_PROBLEM:_ Repeat every line below exactly as it reads.

————————

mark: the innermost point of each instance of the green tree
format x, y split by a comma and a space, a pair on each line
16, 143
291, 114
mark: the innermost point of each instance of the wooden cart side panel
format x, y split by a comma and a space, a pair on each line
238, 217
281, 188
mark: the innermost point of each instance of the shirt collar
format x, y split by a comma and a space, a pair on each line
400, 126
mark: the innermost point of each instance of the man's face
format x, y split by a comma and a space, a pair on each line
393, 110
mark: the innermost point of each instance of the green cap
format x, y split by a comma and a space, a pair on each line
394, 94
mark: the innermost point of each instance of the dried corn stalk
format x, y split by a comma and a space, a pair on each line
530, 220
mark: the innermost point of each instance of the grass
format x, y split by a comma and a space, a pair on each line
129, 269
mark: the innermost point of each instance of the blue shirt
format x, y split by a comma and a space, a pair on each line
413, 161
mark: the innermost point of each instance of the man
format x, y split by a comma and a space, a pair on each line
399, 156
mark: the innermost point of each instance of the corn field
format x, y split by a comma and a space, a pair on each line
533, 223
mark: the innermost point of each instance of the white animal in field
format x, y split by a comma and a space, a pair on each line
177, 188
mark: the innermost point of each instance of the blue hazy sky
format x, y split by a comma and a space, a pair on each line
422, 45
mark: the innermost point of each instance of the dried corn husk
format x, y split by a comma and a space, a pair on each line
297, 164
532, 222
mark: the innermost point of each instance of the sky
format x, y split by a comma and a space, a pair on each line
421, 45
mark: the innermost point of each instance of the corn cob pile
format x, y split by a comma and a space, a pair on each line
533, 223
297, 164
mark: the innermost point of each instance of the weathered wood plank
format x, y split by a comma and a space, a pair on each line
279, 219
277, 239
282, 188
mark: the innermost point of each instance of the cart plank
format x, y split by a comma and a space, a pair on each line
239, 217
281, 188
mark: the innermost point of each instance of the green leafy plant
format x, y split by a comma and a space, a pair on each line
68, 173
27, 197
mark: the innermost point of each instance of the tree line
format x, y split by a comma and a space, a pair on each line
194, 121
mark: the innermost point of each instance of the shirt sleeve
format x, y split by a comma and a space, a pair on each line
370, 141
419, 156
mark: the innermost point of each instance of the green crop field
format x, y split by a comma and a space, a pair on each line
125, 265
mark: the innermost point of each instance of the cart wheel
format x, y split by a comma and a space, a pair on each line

————————

_THE ANSWER:_
mark: the innermost point of each instance of the green tree
format x, y split by a comma and a space, a pair on each line
16, 143
291, 114
mark: the innermost point of each instance of the wooden cart side panel
format x, y split by a comma and a space, a pair on each line
238, 217
281, 188
mark: the innermost point of each instance of the shirt collar
format x, y split by a comma and a space, a pair on each line
400, 126
mark: the innermost point of each instance of the man's face
format x, y split by a comma and a space, a pair on each line
393, 110
mark: the innermost point of each instance of the green cap
format x, y split by a comma and a space, a pair on each line
394, 94
mark: the innermost point of each instance of the dried corn stalk
format x, y split by a comma and a space, a pair on each line
530, 220
mark: the innermost point of each instance of the grass
format x, y split by a comma and a space, a pair on each line
129, 269
mark: the innermost point of each instance of the blue shirt
format x, y split by a comma and a space, a pair on each line
413, 161
mark: the innermost point of each instance of the man
format x, y split by a comma and a space, a pair on each line
399, 156
mark: the innermost point of each instance of the corn field
format x, y split by a comma and a space, a pair on each line
533, 223
mark: the innermost point of each instance of the white animal in field
format x, y split by a comma and a space, a pair on each line
177, 188
mark: the innermost point of each instance of the blue hazy sky
format x, y split by a comma and a space, a pair on each line
422, 45
mark: the innermost point of each instance of the dried corn husk
format x, y split by a comma and a space, a pair on each line
297, 164
532, 222
mark: the innermost point of each instance of the sky
format x, y split by a comma and a space, a pair on each line
421, 45
mark: the innermost point of each instance of the corn cob pile
format x, y split by a comma and a space, a pair on each line
533, 223
297, 164
mark: the innermost point of each instance of the weathered wood plank
format x, y split by a comma and a space, a pair on each line
279, 219
277, 239
282, 188
mark: the innermost point of each instance of the cart plank
format x, y split by a comma and a space, a pair on each line
239, 217
281, 188
mark: the innermost point of each instance of the green leafy plant
format x, y split by a comma and a space, a pair on each line
68, 173
27, 197
mark: the innermost point of each instance of the tree line
format x, y split by a comma and a space, a pair on each line
194, 121
mark: the innermost point of each instance of the shirt sleeve
format x, y split by a comma and a space, a pair on each line
370, 141
419, 156
mark: the innermost point of each instance of the green crop field
format x, y split by a comma and a space, a pair on each line
125, 265
mark: the innermost point of each instance of the cart wheel
format x, y split by a comma and a space, a pair on each line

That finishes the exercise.